begin Records
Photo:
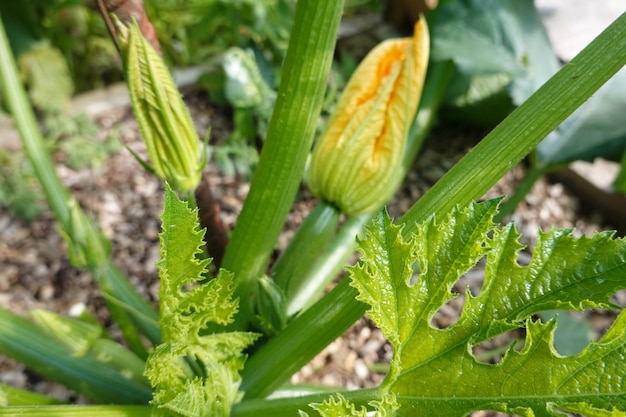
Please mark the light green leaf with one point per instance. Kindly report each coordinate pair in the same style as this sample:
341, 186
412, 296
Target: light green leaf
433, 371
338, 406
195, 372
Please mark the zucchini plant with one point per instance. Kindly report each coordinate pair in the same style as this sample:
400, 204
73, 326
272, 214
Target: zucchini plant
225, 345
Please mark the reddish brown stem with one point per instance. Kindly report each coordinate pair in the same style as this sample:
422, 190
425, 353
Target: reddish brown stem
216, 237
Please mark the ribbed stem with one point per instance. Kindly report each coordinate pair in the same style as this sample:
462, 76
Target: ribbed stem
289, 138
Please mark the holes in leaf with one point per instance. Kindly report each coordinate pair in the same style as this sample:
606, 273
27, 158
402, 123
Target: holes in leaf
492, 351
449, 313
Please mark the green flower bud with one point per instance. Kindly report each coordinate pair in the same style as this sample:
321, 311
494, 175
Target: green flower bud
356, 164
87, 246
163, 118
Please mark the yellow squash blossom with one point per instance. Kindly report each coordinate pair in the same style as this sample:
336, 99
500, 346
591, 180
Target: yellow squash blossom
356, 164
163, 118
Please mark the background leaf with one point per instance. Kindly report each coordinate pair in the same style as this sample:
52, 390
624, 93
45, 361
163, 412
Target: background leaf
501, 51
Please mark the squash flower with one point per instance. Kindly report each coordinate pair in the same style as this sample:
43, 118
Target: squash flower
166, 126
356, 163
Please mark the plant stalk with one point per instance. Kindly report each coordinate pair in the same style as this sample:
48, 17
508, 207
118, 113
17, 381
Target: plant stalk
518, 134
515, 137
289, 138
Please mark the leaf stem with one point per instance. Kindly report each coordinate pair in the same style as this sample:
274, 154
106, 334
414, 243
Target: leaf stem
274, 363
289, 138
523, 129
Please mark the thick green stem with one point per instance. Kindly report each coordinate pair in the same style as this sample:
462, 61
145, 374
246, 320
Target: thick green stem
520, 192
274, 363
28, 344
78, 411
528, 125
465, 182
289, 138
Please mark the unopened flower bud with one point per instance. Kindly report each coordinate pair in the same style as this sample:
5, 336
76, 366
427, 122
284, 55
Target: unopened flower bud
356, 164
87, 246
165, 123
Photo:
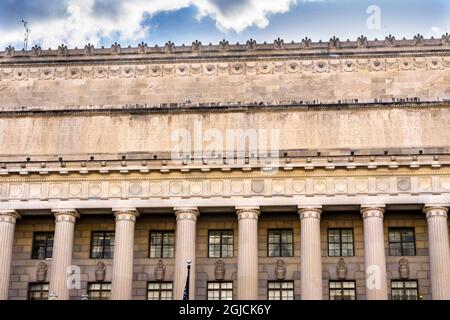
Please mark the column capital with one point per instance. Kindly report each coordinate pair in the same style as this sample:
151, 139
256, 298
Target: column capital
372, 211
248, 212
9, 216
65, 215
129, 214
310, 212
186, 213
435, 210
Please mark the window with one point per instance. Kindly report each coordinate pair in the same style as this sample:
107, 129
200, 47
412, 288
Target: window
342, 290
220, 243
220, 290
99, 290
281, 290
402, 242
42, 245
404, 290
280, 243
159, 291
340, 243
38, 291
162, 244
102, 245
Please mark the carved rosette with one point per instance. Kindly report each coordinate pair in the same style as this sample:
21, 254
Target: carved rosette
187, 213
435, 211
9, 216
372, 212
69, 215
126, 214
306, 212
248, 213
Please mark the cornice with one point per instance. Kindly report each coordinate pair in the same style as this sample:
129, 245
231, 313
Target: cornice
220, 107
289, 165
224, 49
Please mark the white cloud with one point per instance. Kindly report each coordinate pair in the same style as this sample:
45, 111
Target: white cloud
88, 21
end Records
Write out again, exactly, the lines from the one holding "Please mark the carved" through the end of the listing, with both ends included.

Please mark the carved rosette with one point per instance. Kindly report each coordinate pair in the same style as this sample:
21, 254
Target: carved rosette
187, 213
435, 211
9, 216
372, 212
69, 215
126, 214
306, 212
248, 213
Please mark the cornice with one point per instance. Kindly report each coordinate pair in the same style as this sample:
129, 245
231, 313
Target: cornice
220, 107
289, 165
224, 49
Please mark the white cloud with one point per instance. Kindly report each coordinate pair in the same style as this sample:
45, 111
Target: white cloud
88, 21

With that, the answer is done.